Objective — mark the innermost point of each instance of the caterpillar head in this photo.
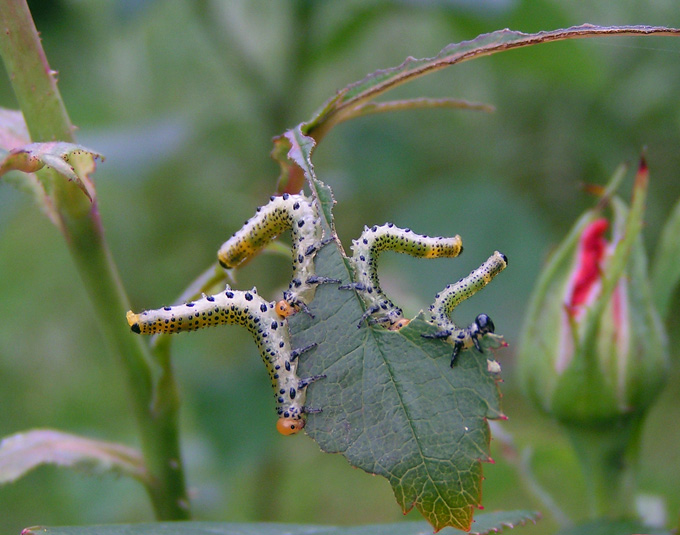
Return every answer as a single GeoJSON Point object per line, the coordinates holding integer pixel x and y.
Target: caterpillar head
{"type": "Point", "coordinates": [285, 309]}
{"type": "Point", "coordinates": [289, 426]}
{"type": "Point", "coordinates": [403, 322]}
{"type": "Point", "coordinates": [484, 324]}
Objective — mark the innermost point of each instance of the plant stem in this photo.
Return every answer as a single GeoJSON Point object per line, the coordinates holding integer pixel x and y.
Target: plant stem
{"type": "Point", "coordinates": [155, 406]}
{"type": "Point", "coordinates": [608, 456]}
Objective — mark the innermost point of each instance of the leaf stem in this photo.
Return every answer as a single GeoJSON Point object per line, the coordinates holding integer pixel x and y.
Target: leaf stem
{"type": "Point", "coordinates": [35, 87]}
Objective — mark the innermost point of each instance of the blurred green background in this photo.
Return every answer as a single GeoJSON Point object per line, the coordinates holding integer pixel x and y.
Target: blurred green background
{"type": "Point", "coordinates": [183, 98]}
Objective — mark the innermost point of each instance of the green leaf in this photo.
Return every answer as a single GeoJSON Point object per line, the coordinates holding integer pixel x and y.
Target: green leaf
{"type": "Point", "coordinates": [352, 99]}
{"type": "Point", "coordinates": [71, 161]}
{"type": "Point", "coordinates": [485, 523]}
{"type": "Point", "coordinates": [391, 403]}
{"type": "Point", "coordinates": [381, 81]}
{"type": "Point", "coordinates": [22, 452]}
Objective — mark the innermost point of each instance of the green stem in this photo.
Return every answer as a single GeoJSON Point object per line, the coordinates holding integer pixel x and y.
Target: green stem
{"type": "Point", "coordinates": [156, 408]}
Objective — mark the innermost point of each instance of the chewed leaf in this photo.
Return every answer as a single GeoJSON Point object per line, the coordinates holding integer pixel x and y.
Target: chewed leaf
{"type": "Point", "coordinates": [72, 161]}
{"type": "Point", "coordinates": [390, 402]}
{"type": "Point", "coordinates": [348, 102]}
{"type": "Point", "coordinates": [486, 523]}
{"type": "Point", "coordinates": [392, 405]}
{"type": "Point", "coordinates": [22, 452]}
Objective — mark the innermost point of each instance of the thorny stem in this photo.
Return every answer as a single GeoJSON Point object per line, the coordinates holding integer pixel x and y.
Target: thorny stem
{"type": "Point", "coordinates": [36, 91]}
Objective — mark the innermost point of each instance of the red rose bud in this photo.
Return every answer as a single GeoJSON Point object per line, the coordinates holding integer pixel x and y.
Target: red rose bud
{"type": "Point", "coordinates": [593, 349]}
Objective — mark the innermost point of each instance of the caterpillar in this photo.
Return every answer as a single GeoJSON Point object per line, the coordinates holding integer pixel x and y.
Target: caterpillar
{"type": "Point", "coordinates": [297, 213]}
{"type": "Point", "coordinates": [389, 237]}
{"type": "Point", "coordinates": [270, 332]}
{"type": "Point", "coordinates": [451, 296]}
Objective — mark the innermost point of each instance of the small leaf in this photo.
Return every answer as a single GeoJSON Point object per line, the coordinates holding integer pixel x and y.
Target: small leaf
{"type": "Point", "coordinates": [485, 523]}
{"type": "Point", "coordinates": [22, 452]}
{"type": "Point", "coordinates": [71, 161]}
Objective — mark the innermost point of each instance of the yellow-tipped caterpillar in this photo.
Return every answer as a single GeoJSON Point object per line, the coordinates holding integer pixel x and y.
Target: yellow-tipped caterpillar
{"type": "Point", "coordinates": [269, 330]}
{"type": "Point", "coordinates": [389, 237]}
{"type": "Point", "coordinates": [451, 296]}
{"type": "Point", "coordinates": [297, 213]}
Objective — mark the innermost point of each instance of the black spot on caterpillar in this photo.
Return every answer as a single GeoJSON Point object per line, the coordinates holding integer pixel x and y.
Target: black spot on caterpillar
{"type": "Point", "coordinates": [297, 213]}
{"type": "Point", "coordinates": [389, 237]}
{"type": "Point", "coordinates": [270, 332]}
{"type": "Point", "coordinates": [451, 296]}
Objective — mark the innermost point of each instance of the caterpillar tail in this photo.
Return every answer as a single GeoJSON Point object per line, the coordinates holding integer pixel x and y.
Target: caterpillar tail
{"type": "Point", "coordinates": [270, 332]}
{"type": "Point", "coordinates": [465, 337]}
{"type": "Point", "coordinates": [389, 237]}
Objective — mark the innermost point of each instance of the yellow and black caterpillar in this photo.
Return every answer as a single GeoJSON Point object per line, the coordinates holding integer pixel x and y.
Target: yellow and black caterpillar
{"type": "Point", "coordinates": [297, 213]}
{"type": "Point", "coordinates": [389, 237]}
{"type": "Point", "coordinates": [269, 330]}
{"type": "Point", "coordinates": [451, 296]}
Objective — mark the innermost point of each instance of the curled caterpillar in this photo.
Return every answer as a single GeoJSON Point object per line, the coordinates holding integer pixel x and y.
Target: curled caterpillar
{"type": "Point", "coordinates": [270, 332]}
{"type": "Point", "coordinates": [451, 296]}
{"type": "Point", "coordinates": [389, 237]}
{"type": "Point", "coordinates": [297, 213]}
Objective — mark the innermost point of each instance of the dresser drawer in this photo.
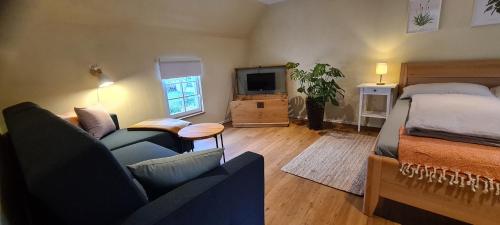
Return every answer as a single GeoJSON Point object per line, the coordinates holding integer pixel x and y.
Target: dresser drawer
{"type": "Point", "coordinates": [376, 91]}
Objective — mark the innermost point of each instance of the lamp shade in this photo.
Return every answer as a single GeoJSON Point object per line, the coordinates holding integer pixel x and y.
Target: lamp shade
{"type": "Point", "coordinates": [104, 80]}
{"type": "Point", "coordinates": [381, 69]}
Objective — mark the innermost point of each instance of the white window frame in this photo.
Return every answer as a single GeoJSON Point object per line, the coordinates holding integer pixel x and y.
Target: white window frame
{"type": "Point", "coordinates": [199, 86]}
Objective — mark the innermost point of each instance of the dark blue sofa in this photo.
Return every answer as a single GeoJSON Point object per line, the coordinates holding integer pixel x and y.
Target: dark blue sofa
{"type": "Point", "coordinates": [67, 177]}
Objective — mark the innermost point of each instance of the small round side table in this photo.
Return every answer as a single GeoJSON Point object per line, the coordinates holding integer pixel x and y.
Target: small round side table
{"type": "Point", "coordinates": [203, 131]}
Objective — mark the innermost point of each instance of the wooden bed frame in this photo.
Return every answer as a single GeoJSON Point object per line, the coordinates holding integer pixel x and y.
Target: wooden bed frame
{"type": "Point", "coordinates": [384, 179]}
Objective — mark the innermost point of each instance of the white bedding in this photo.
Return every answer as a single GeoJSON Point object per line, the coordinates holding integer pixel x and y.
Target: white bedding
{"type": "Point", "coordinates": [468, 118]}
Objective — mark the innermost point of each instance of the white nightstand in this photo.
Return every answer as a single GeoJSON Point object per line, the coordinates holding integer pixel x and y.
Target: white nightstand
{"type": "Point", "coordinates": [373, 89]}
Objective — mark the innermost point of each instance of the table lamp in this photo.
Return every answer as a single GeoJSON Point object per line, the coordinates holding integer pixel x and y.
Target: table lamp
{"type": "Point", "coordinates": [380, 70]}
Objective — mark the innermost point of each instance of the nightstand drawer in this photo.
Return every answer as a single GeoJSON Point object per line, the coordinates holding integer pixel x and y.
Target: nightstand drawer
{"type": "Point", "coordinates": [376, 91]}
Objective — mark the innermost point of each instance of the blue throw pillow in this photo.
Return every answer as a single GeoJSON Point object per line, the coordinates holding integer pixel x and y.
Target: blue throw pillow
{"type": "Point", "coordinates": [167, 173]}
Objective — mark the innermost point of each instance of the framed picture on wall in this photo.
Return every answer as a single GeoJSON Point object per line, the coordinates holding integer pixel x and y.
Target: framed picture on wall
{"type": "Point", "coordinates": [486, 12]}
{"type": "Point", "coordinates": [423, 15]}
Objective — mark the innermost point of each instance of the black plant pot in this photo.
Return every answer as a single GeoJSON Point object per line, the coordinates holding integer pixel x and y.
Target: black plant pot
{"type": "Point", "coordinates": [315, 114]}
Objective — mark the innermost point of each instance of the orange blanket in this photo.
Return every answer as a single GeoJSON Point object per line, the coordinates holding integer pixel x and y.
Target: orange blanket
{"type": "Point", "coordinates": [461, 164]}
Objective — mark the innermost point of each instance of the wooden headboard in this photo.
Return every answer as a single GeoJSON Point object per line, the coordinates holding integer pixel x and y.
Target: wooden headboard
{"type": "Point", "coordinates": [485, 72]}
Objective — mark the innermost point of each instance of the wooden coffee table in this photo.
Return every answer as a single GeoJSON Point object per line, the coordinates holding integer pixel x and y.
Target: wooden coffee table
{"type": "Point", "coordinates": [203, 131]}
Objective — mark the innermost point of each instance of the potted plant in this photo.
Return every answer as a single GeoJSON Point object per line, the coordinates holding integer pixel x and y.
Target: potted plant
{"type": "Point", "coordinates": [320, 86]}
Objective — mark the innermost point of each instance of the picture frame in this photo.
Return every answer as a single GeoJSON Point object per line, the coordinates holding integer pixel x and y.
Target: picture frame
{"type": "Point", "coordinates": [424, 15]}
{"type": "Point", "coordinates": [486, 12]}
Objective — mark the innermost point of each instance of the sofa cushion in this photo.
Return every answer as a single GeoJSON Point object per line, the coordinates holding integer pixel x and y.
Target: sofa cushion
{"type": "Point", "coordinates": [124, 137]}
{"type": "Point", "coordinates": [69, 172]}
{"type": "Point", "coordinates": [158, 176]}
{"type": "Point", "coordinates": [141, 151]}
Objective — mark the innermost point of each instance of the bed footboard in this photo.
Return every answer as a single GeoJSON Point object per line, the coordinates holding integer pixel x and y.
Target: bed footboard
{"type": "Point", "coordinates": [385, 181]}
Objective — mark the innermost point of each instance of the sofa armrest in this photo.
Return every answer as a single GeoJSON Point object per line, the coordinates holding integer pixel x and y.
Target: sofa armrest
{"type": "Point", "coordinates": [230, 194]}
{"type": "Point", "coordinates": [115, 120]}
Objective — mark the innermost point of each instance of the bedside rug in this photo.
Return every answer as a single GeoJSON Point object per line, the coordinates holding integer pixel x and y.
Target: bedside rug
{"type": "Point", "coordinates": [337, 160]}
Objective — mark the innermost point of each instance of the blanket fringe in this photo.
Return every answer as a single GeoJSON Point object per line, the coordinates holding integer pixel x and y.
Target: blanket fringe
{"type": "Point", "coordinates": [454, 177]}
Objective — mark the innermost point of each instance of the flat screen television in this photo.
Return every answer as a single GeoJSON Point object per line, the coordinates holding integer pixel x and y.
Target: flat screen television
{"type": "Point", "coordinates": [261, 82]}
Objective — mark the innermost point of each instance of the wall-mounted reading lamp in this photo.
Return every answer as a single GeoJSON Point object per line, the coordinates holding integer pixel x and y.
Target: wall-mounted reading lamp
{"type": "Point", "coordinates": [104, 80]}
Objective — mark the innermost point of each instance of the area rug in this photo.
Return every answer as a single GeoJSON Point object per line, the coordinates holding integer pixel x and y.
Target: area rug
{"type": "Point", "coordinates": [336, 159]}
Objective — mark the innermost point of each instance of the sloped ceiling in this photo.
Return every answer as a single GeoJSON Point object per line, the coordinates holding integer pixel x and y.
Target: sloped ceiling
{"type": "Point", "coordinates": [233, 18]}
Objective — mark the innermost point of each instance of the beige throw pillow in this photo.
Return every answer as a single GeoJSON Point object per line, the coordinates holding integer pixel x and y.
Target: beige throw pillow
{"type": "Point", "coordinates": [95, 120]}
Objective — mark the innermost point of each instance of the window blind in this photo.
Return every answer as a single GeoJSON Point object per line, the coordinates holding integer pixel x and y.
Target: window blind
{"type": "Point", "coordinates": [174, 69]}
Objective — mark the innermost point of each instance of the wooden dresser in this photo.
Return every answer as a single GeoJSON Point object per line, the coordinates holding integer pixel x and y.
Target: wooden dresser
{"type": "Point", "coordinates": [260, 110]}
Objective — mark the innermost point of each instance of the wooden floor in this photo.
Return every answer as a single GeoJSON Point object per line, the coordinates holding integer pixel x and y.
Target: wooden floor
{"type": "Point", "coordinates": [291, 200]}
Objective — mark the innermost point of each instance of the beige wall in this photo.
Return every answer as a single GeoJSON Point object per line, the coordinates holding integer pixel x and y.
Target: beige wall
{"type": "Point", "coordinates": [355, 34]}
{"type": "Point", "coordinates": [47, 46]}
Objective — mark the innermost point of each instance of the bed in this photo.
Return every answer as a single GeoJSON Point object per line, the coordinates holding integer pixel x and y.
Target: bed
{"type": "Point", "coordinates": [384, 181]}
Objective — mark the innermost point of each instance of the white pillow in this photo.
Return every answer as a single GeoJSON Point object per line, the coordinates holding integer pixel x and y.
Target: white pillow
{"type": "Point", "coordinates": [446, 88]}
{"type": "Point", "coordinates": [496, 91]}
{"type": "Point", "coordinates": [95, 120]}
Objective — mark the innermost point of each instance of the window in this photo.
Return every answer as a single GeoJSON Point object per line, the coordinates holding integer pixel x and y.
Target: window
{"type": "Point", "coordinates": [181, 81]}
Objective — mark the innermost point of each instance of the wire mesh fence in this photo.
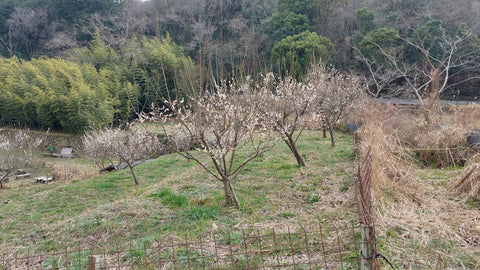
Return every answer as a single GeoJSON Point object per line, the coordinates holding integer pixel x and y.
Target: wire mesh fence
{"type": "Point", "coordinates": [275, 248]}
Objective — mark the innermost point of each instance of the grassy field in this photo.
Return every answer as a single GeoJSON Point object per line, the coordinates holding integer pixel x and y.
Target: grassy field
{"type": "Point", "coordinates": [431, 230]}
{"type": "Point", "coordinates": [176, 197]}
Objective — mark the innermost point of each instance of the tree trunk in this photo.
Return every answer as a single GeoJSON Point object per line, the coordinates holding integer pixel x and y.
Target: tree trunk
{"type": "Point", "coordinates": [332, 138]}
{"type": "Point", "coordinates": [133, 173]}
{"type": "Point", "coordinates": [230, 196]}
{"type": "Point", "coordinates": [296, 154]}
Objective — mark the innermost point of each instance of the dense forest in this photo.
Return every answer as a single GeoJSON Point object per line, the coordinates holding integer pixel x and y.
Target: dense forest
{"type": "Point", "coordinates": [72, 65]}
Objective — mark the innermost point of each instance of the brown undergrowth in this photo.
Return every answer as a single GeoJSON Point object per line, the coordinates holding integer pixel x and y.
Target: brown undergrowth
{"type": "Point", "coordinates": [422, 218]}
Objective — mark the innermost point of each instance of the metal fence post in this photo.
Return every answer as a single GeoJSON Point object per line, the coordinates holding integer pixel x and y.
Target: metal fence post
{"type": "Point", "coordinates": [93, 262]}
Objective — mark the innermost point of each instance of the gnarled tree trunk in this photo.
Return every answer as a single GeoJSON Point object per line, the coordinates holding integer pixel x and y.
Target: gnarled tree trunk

### Task
Write out, word for word, the part of the listing above that opens with the line containing "gnarled tree trunk in this photo." and runs through the end of the listing.

### Exercise solution
Objective — mark the innermost point of each instance of the gnarled tree trunk in this photo.
Return every answer as a single GeoJSON Point object per line, the coordinates holding integer pixel x and y.
Target: gnarled tree trunk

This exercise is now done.